* _Provided information_
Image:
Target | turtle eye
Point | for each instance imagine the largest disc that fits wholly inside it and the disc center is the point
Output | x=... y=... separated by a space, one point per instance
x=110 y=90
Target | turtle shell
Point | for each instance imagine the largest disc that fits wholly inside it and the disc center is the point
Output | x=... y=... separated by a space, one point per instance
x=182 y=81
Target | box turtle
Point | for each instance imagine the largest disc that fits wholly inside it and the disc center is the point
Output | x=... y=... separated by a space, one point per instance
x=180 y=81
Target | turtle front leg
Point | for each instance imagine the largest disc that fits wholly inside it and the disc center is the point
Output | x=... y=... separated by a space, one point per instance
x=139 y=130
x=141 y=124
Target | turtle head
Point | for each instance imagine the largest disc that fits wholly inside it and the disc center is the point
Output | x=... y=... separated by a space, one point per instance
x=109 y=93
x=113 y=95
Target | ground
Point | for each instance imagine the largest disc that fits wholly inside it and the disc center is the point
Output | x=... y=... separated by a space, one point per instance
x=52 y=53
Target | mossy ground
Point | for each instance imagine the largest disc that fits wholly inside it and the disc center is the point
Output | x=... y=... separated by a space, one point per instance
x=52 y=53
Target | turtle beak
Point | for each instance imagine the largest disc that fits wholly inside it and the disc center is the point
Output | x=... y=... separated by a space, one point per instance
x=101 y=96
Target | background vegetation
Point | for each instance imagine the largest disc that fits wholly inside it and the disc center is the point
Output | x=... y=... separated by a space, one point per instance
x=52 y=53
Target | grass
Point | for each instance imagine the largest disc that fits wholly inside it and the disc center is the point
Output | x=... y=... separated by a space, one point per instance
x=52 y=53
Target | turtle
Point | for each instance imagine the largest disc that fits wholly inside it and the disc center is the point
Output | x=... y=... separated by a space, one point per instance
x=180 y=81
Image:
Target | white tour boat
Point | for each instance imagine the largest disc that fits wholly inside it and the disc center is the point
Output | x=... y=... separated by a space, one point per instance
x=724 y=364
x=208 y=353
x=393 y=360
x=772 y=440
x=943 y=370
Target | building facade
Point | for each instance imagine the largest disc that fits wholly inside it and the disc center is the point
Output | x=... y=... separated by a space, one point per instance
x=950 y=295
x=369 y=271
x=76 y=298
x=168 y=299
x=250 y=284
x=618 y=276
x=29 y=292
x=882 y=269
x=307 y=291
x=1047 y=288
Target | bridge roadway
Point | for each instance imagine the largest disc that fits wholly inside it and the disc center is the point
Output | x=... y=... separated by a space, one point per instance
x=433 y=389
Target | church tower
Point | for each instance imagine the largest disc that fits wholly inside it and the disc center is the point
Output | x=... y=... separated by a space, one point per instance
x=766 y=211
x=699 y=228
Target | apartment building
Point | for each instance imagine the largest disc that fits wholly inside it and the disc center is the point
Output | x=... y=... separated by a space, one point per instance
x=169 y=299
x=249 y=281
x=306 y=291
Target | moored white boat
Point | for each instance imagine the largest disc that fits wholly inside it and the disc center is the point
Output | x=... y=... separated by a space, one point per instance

* _The problem_
Go through the records and set every one down exactly.

* _Answer to this task_
Image:
Target | turtle eye
Point | for each instance imagine the largest disc that fits wholly inside it and the disc center is the point
Output | x=... y=... separated by a space, one point per instance
x=110 y=90
Target | turtle shell
Point | for each instance imagine the largest disc that fits wholly inside it and the disc center is the point
Output | x=... y=... separated by a space, one point per instance
x=182 y=81
Target | box turtle
Point | for each instance imagine the largest disc that fits wholly inside it and the disc center is the point
Output | x=... y=... separated by a space, one point per instance
x=180 y=81
Target | turtle front leg
Point | for each instance imagine the largest disc that fits wholly inside it and the disc center is the point
Output | x=... y=... separated by a space, one point per instance
x=139 y=130
x=141 y=124
Target | turtle head
Point | for each instance imagine the largest disc that fits wholly inside it and the disc center is the point
Output | x=... y=... separated by a space, one point per instance
x=109 y=93
x=113 y=95
Target | ground
Point | for each instance imagine the largest disc that fits wholly inside it and the disc center is the point
Output | x=... y=... separated by a space, one point per instance
x=52 y=53
Target | mossy ground
Point | for each instance imagine the largest disc that fits wholly inside it and the disc center is the point
Output | x=... y=... separated by a space, one point per instance
x=52 y=53
Target | turtle beak
Point | for each instance imagine the largest disc that fits wholly inside it and the disc center is the point
Output | x=... y=... separated by a space, one point per instance
x=101 y=96
Target | background vegetation
Point | for each instance imagine the largest disc that fits wholly inside it and the disc center is the point
Output | x=... y=... separated by a space, one point per instance
x=52 y=53
Target | grass
Point | for each instance imagine the largest disc that fits wholly inside it and the disc center is the point
Output | x=... y=... separated by a space, one point per instance
x=52 y=53
Target | turtle
Point | for each instance imagine the largest disc that fits wholly inside it and the disc center is the point
Output | x=... y=... separated by a space, one point per instance
x=180 y=81
Image:
Target | white tour boat
Point | for each instance imagine the largest disc that fits wholly inside it and the disc center is the point
Output | x=... y=... separated by a space, one point per instance
x=724 y=364
x=208 y=353
x=393 y=360
x=772 y=440
x=943 y=370
Target | building facade
Point | for each instance imagine the largest disc that fits wholly inside it and the disc center is the point
Output | x=... y=... separated by a space, one point per instance
x=950 y=295
x=369 y=271
x=76 y=298
x=168 y=299
x=250 y=284
x=618 y=276
x=29 y=292
x=882 y=269
x=307 y=291
x=1047 y=288
Target | bridge roadway
Point | for each instance imagine the largest disc that fits wholly inside it and the disc center is the point
Output | x=... y=... separated by a space, one point per instance
x=433 y=389
Target | church tower
Point | for each instance imagine the largest disc that fits wholly inside it and the disc center is the point
Output | x=... y=... separated by a space, one point per instance
x=766 y=211
x=699 y=228
Target | apartment building
Point | for each instance imagine the largest disc that fits wholly inside it and the disc center is the point
Output | x=... y=... separated by a space, one point per instance
x=169 y=299
x=249 y=281
x=306 y=291
Target | moored white boat
Point | for each instance imagine the largest disc that fits wholly inside it and the disc center is the point
Output | x=... y=... separated by a space, one point per instance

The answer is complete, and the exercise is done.